__WHAT TO DO__: Can you rewrite the items from the line with "Trace the outline of every instance of the man" through the line with "M 344 504 L" as a CSV with the columns item_text and item_answer, one row per item? Put each field in quotes and replace its line breaks with spaces.
-- Start of DATA SUPPLIED --
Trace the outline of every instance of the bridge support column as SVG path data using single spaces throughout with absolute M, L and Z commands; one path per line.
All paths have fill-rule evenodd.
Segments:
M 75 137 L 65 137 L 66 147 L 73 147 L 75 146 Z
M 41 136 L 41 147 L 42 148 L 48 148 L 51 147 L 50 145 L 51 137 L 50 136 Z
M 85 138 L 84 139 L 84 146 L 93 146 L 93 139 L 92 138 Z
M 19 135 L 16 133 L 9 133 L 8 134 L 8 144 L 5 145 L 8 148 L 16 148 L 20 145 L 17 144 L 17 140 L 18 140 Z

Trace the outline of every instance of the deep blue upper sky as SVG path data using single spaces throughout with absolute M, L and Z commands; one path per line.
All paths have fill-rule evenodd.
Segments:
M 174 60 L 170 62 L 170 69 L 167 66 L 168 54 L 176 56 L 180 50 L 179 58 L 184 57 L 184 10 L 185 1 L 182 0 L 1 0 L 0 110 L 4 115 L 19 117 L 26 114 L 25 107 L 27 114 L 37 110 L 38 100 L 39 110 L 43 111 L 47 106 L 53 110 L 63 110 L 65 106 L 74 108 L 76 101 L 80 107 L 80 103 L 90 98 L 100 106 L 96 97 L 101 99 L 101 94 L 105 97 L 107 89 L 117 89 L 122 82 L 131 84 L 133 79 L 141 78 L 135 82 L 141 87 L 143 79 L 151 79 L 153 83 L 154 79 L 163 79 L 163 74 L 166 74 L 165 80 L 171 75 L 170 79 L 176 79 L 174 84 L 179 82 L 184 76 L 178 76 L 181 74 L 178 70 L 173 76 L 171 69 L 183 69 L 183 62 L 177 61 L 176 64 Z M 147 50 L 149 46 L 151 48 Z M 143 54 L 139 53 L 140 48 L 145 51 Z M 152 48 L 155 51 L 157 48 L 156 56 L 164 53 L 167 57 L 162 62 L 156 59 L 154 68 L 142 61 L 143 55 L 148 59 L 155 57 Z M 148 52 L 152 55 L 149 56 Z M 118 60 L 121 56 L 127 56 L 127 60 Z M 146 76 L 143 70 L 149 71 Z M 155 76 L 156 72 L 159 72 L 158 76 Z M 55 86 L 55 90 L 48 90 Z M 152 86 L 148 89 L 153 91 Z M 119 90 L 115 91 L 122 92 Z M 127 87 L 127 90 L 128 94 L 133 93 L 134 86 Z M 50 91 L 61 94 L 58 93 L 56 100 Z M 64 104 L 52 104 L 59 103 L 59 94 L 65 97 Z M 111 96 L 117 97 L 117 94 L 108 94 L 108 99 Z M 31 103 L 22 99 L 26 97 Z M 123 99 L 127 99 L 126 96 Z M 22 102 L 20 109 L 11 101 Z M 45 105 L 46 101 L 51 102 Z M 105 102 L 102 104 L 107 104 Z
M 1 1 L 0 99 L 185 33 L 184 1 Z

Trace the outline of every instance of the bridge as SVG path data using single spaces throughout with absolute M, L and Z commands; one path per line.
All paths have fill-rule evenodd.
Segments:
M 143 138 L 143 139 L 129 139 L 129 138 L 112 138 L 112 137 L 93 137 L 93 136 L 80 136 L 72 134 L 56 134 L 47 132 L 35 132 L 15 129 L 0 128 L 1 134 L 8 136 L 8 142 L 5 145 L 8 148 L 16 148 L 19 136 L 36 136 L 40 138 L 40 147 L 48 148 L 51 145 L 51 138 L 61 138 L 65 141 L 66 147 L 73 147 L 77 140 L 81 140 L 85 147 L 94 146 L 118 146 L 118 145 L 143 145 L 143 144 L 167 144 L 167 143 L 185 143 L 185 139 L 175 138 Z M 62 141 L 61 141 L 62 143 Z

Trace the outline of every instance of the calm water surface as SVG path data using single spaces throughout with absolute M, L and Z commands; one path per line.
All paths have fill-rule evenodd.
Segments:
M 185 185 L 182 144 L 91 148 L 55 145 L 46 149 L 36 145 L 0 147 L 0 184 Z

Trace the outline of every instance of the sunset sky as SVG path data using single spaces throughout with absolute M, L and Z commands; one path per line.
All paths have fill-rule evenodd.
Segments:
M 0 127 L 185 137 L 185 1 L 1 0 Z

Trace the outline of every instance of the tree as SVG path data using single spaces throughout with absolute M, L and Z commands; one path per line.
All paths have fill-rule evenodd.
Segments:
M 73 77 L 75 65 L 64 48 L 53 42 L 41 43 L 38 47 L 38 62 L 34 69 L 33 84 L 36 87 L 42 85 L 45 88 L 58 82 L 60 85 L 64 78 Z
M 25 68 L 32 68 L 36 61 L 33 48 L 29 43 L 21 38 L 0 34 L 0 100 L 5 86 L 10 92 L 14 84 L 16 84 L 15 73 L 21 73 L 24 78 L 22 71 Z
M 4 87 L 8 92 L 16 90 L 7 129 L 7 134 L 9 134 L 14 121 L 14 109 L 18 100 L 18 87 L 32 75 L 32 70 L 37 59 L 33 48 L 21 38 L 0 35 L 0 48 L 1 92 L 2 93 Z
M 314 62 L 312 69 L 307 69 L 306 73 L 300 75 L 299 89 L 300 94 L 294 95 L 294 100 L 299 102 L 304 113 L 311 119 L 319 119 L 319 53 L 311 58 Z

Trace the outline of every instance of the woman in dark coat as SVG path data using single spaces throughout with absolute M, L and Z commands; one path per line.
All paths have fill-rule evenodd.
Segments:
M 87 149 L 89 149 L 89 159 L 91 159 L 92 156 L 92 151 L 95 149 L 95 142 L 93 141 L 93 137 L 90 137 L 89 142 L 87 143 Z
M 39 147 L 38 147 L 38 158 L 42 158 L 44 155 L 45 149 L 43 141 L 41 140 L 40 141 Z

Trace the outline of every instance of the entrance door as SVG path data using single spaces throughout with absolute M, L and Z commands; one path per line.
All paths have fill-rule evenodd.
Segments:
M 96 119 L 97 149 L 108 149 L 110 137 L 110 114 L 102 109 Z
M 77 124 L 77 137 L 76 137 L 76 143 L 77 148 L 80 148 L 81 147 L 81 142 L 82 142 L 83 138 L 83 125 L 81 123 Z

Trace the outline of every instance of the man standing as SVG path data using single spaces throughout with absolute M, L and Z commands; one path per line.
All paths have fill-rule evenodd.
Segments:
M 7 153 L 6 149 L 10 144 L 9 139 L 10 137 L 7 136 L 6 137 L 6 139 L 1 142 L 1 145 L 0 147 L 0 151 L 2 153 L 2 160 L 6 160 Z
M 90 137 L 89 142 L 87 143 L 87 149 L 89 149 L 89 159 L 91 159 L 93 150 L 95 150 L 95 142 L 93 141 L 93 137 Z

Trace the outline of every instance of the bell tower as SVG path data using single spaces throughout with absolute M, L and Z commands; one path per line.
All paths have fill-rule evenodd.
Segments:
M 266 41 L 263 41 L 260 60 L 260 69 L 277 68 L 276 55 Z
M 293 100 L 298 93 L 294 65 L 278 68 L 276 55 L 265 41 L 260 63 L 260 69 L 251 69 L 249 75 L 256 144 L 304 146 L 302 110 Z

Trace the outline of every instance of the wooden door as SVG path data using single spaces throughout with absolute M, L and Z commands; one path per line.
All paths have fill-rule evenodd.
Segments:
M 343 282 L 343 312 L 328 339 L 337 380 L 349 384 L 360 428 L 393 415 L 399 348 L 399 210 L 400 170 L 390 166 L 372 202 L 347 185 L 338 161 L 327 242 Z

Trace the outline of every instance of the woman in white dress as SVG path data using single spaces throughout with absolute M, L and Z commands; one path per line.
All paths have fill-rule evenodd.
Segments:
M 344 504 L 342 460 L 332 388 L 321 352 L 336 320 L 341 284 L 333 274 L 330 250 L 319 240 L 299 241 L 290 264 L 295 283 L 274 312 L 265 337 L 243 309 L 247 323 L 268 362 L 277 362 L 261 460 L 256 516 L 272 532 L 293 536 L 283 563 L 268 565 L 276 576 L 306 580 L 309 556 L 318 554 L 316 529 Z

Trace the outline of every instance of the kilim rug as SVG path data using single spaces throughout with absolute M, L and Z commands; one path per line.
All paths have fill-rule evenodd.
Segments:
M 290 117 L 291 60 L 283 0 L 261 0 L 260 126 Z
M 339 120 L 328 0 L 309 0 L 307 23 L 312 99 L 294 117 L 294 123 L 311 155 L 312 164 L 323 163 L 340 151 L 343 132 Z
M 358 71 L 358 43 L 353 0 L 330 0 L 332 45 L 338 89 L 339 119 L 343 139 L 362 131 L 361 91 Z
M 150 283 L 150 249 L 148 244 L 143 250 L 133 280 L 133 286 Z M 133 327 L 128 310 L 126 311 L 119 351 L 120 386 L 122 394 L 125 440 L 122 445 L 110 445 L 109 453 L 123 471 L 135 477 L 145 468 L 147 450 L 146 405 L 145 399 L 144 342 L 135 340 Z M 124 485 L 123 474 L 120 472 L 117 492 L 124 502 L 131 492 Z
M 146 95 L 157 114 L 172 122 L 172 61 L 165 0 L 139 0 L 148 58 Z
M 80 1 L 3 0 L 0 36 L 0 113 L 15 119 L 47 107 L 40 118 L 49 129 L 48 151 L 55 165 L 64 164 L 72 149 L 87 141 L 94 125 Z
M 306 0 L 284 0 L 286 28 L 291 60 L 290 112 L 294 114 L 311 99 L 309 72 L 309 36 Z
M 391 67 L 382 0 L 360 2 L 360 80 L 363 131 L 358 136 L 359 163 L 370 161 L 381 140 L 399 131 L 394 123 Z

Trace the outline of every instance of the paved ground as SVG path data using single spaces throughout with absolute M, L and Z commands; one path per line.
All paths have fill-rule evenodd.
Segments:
-- End of DATA SUPPLIED --
__RESULT OF THE TASK__:
item_text,item_answer
"Trace the outline of every instance of the man standing as SVG path data using single spaces throughout with absolute M, L and Z commands; one path per line. All paths have fill-rule evenodd. Segments:","M 7 153 L 6 149 L 10 144 L 9 139 L 10 137 L 7 136 L 6 137 L 6 139 L 1 142 L 1 145 L 0 147 L 0 151 L 2 153 L 2 160 L 6 160 Z M 90 137 L 89 142 L 87 143 L 87 149 L 89 149 L 89 159 L 91 159 L 93 150 L 95 150 L 95 142 L 93 141 L 93 137 Z"
"Trace the outline of every instance of the bell tower as SVG path data using single spaces throughout with absolute M, L and Z commands; one path per line. All paths have fill-rule evenodd. Segments:","M 266 41 L 263 41 L 260 60 L 260 69 L 277 68 L 276 55 Z M 293 100 L 298 93 L 294 65 L 278 68 L 276 55 L 265 41 L 260 63 L 260 69 L 251 69 L 249 75 L 256 144 L 304 146 L 302 110 Z"
"Trace the outline of every instance of the wooden door as SVG path data using single spaces throughout with absolute M, L and Z commands; one path per line. All paths have fill-rule evenodd. Segments:","M 343 282 L 343 312 L 328 339 L 337 380 L 349 384 L 360 428 L 393 415 L 399 348 L 399 210 L 400 170 L 390 166 L 372 202 L 347 185 L 338 161 L 327 242 Z"
"Trace the outline of every instance of the woman in white dress as SVG path data using single spaces throughout with absolute M, L and Z commands; one path per line. All paths have fill-rule evenodd. Segments:","M 344 504 L 342 460 L 332 388 L 321 352 L 336 320 L 341 284 L 333 274 L 330 250 L 319 240 L 299 241 L 290 264 L 295 283 L 274 312 L 265 337 L 243 309 L 247 323 L 268 362 L 277 362 L 261 460 L 256 516 L 272 532 L 293 536 L 283 563 L 268 565 L 276 576 L 306 580 L 309 556 L 318 554 L 316 529 Z"